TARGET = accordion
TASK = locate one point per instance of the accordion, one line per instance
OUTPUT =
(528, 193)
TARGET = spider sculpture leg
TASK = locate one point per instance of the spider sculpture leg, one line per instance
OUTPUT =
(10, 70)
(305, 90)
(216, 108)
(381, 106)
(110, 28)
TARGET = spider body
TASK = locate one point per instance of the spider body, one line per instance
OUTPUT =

---------------

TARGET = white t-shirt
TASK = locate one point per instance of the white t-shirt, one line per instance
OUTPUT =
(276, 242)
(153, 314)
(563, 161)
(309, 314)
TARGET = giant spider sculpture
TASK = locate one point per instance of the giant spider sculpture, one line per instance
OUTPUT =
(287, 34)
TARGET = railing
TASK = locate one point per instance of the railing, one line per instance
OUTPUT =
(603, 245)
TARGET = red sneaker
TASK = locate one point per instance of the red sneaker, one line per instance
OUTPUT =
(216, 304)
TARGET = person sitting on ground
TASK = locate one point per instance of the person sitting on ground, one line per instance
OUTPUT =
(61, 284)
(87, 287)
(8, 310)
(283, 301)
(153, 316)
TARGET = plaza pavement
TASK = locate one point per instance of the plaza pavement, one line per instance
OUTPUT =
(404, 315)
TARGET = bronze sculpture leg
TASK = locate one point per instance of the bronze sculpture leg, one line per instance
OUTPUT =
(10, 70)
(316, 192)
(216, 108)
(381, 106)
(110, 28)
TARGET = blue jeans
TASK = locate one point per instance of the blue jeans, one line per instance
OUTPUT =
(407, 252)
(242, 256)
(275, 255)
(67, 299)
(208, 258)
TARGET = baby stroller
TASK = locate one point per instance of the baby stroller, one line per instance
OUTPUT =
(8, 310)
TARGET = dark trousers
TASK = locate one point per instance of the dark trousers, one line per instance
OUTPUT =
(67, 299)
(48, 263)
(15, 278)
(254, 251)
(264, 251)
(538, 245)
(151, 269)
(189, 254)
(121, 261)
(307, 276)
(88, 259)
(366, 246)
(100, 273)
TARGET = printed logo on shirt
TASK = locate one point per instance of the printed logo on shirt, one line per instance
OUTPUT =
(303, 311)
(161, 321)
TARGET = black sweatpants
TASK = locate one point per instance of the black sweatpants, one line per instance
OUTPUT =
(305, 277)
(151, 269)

---------------

Give nothing but the count of lines in the listing above that hold the string "ground".

2